» **Records**:
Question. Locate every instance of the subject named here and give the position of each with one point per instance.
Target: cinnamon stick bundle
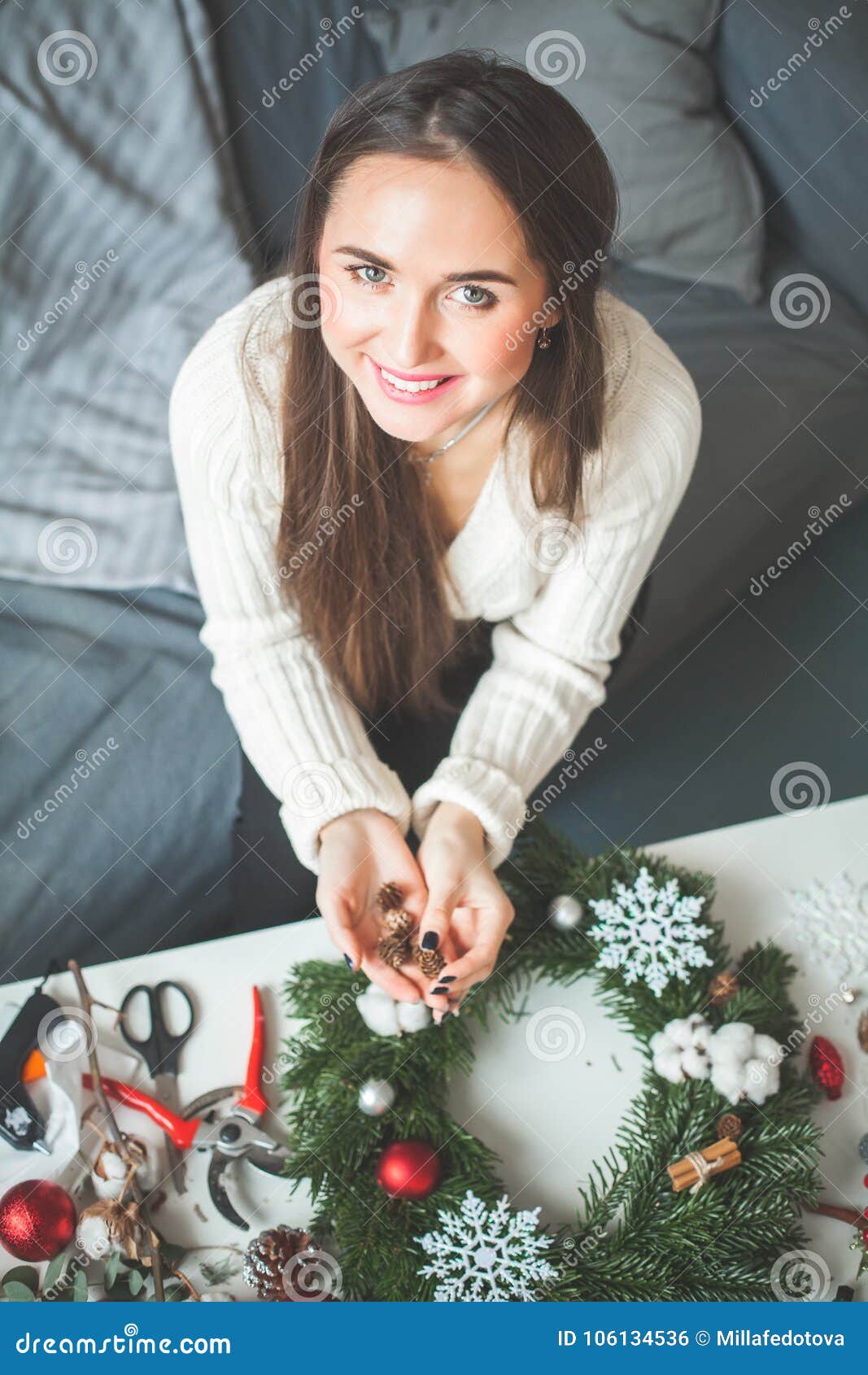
(717, 1158)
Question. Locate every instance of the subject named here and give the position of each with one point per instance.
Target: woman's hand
(467, 909)
(360, 851)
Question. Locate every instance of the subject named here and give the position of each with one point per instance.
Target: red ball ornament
(826, 1066)
(37, 1220)
(409, 1171)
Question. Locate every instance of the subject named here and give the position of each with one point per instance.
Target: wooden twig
(181, 1275)
(115, 1132)
(845, 1215)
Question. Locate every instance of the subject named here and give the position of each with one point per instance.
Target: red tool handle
(177, 1129)
(253, 1099)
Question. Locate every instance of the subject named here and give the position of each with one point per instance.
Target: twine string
(704, 1169)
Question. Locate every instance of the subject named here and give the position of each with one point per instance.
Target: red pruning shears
(234, 1136)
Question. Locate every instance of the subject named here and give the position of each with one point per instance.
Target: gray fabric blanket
(123, 239)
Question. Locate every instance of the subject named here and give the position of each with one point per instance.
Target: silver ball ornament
(565, 912)
(376, 1098)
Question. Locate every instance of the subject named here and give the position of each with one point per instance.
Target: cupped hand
(360, 851)
(468, 914)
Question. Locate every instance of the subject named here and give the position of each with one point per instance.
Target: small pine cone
(731, 1126)
(390, 896)
(266, 1259)
(430, 962)
(721, 989)
(398, 922)
(394, 950)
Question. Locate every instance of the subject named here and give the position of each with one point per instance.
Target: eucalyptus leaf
(18, 1293)
(53, 1271)
(22, 1275)
(111, 1269)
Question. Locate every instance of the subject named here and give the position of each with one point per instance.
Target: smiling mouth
(412, 386)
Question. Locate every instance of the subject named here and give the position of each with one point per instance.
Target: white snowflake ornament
(832, 919)
(486, 1255)
(649, 932)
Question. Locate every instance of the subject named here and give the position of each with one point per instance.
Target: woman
(435, 418)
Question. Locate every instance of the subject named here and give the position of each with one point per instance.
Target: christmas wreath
(699, 1195)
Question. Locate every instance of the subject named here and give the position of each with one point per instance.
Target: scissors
(236, 1136)
(161, 1051)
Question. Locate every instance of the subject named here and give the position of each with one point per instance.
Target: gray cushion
(121, 237)
(784, 416)
(692, 203)
(806, 129)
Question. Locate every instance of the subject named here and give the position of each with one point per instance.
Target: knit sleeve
(302, 735)
(551, 661)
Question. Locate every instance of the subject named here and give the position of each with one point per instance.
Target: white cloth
(557, 625)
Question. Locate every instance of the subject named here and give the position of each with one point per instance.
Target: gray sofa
(171, 840)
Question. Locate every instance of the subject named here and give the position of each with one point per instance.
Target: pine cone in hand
(394, 950)
(430, 962)
(398, 922)
(266, 1259)
(388, 897)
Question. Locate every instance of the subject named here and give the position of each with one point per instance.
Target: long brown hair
(373, 600)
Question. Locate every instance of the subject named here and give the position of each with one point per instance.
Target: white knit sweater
(559, 594)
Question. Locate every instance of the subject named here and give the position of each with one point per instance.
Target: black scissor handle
(161, 1046)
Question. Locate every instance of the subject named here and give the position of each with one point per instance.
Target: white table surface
(547, 1121)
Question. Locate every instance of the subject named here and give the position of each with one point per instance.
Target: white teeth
(409, 386)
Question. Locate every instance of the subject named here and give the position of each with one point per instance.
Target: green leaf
(111, 1269)
(22, 1275)
(18, 1293)
(53, 1271)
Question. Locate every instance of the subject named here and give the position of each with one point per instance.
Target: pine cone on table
(730, 1125)
(722, 988)
(267, 1257)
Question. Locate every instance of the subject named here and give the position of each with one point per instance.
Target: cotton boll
(761, 1080)
(695, 1063)
(728, 1078)
(378, 1011)
(667, 1063)
(702, 1036)
(766, 1048)
(734, 1040)
(681, 1030)
(413, 1016)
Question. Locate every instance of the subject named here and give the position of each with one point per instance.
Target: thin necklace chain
(428, 458)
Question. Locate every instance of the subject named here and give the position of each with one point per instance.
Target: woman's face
(425, 274)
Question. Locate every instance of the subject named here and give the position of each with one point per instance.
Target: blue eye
(489, 299)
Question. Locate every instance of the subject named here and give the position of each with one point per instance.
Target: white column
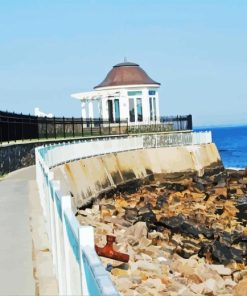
(157, 106)
(145, 106)
(99, 101)
(104, 108)
(90, 108)
(83, 109)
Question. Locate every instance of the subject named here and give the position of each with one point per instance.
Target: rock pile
(184, 236)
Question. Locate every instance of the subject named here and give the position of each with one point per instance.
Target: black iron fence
(14, 127)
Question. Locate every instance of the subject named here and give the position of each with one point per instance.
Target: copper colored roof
(126, 74)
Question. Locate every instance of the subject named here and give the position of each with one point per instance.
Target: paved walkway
(16, 267)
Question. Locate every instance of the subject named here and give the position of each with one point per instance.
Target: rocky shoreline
(185, 235)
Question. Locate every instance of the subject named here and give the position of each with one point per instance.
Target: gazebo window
(139, 109)
(131, 110)
(151, 108)
(117, 110)
(134, 93)
(151, 92)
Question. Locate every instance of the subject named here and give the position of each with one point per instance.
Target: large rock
(241, 288)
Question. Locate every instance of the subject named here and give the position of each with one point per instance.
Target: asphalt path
(16, 268)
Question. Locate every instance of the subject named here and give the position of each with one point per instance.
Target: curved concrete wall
(88, 177)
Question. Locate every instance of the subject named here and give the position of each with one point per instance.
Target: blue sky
(196, 49)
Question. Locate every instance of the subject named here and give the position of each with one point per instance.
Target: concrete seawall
(87, 178)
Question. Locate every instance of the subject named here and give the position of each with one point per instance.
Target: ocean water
(232, 145)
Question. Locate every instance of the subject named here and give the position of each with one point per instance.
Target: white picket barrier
(77, 266)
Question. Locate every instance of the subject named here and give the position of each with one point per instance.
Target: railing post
(1, 130)
(64, 135)
(46, 131)
(21, 128)
(91, 127)
(100, 126)
(82, 131)
(189, 122)
(109, 123)
(55, 130)
(73, 127)
(8, 128)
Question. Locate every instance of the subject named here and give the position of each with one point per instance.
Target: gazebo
(126, 93)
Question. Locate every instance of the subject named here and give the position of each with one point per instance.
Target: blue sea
(232, 145)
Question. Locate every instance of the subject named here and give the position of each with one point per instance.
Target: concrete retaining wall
(19, 155)
(86, 178)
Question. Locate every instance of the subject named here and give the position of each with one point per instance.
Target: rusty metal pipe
(108, 251)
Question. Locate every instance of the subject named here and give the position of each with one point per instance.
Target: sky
(196, 49)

» **What to do**:
Print all the lines above again exactly, without any pictures.

» **Result of this exercise**:
Question. Locate every instance of the subject named here and give the position of each with one point per instance.
Target: cinnamon stick bundle
(717, 1158)
Question. Locate every instance of the subject named here and give the position of each with one point per instance.
Target: woman's hand
(467, 909)
(360, 851)
Question. Locate every instance of the subject named here and give the position of each with one point per instance.
Target: red ball ornament
(826, 1066)
(37, 1220)
(409, 1171)
Question. Locate every instance of the subject named here and give the position of each with one point per instance.
Target: wooden twig
(181, 1275)
(115, 1132)
(845, 1215)
Question. Locate every instance of the subject named here and give the position of each with one point per instance.
Target: red tool handle
(177, 1129)
(253, 1099)
Question. Locate every instance of the subject named here and give the position of each with one point per instance.
Target: twine string
(704, 1169)
Question. Locate every instance of the subject named here and give the position of each with one point per instance.
Target: red pruning shears
(234, 1136)
Question. Locate every instance of the subject named here and give the position of each with one point per instance.
Target: gray fabric blanket
(123, 239)
Question. Locate every instance of the subject named here and give the position of each with one point per instance.
Target: silver ball ornament
(565, 912)
(376, 1098)
Question. Locate every instance of the subject named here and give the position of each with one point per instance.
Target: cupped hand
(360, 851)
(468, 914)
Question. Locate every instance of the subject named here and give the position of each with one point per instance.
Target: small pine cone
(731, 1126)
(390, 896)
(266, 1259)
(430, 962)
(721, 989)
(398, 922)
(394, 950)
Question. Locate every instance of the subject named here and give the position of each with one point per instance.
Target: eucalyptus leaf
(18, 1293)
(53, 1271)
(22, 1275)
(111, 1269)
Question. Locate every instance of the subject named here and give the position of each with one point per instance.
Target: smiling mouth
(412, 386)
Question. Locate every instance of the subject named here and give the position of each with one point per instance.
Target: white snowflake ornament
(832, 919)
(486, 1255)
(649, 932)
Question. Locate every instance of the subject named here and give the position of each with one point per instance.
Target: woman
(435, 418)
Question. Locate every instance of the subject named here and give the position of each with one point per instance.
Target: christmas wreath
(699, 1195)
Question. Locate every instance of the subject named here and give the position of each with one point per instance.
Target: scissors
(236, 1136)
(161, 1051)
Question. Locate every instance of the subject named here and give the position of each with one point per instance.
Target: gray cushion
(121, 237)
(784, 416)
(692, 203)
(806, 129)
Question. Locate every instance of the subject named here and give the position of each with one point per instance.
Target: knit sleeve
(302, 735)
(551, 661)
Question. Locate every instance of the subject named here and give the position of each with one point per instance.
Target: white cloth
(557, 625)
Question. Locate every instance of the subject named here and give the position of each with one point per instance.
Target: gray sofa
(171, 840)
Question. Locate every instance of the subject named here and give the position of each with one point per instance.
Target: pine cone in hand
(394, 950)
(430, 962)
(398, 922)
(266, 1259)
(388, 897)
Question. Locate every instance of the subject named here and give the position of each with one point per instance.
Target: long brown hair
(373, 600)
Question. Locate every instance of the subject named here and give the position of each with one point per instance.
Target: white knit sweater
(559, 594)
Question. Locate every instance of the subject named here and give the position of each with one point per instance.
Target: black scissor handle
(161, 1046)
Question. Locate every instance of the subject named here and give the position of each with one point per instance.
Target: white table surface
(547, 1121)
Question. Locate every instance of the subject named here and give the position of each with one point per instance.
Target: white teeth
(409, 386)
Question. Locate every instance of the subject named here and give the position of each with one point per instance.
Target: green leaf
(111, 1269)
(22, 1275)
(18, 1293)
(53, 1271)
Question. Locate every instance of the subject named here and give the position of each with one point per instance.
Target: pine cone on table
(730, 1125)
(722, 988)
(267, 1257)
Question. Locate every instance of the subject named here and give the position of each with one point per instance.
Target: cotton boll
(761, 1080)
(695, 1063)
(728, 1078)
(378, 1011)
(667, 1063)
(702, 1036)
(766, 1048)
(734, 1040)
(681, 1030)
(413, 1016)
Question. Locate every instance of the subject named here and give the position of each with one point per instance.
Target: thin necklace chain
(428, 458)
Question. Locate every instance of the subject named here and give the position of each with one point per instance.
Target: woman's face
(425, 274)
Question. Locate every instance of the subject named here and give the position of each with one point per instance.
Target: blue eye
(489, 299)
Question. Locate every instance of the subject named here and give the position of each with one point per instance.
Target: white column
(157, 106)
(145, 106)
(99, 101)
(104, 108)
(90, 108)
(83, 109)
Question. Locate every instance of the subject named here and give the position of each with one point per instance.
Target: rock pile
(184, 236)
Question. Locate every instance of the subject named here and give the position of each with one point per instance.
Target: black iron fence
(14, 127)
Question. Locate every instance of the subject named here and give the position of each with one point per instance.
Target: copper colored roof
(126, 74)
Question. Locate every instance of the subject named here and give the position of each with one point per instance.
Target: paved walkway
(16, 267)
Question. Locate every instance of the subject named here and give the position of each with one point per instance.
Target: rocky shoreline
(185, 235)
Question. Locate every instance of the subject named here and give the position of each with one point per instance.
Target: gazebo window
(139, 109)
(131, 110)
(151, 108)
(117, 110)
(134, 93)
(151, 92)
Question. Locate every instance of the subject named here and give the position of each with one point per instance.
Target: large rock
(241, 288)
Question. Locate every instance of the subject named here and give the position of each with one point per instance.
Target: asphalt path
(16, 268)
Question. Locate every instance of the subject named here and give the position of each with one point per instance.
Target: curved concrete wall
(88, 177)
Question. Locate every instance of the subject named here and give the position of each with one point per instance.
Target: blue sky
(196, 49)
Question. Locate every instance of the subject named here and give the position of each with one point per instance.
Target: concrete seawall
(87, 178)
Question. Locate every instance of the subject named here and give the position of each with one point per instance.
Target: ocean water
(232, 145)
Question. Locate every instance of the subject named here and give the position of each with one point per instance.
Target: white picket barrier
(77, 266)
Question. Locate every instance of the subject named here and give the position of each with one point per instance.
Target: railing post
(1, 130)
(64, 135)
(46, 131)
(21, 128)
(91, 127)
(100, 126)
(82, 131)
(189, 122)
(109, 123)
(55, 130)
(73, 127)
(8, 128)
Question. Locate every instance of the subject named here and give the position of each with one point per instance.
Target: gazebo
(126, 93)
Question. Locate every instance of the subject named here and give the position of each with one point per instance.
Target: blue sea
(232, 145)
Question. Locate every instance of the subject named here and give the position of each with one point per instance.
Target: concrete retaining wall
(19, 155)
(86, 178)
Question. Locate every instance of the subject named here and give the position of each with one point per instance.
Target: rusty metal pipe
(108, 251)
Question. Locate every instance of the subject named here and give the position of each with one point per instance.
Target: sky
(196, 49)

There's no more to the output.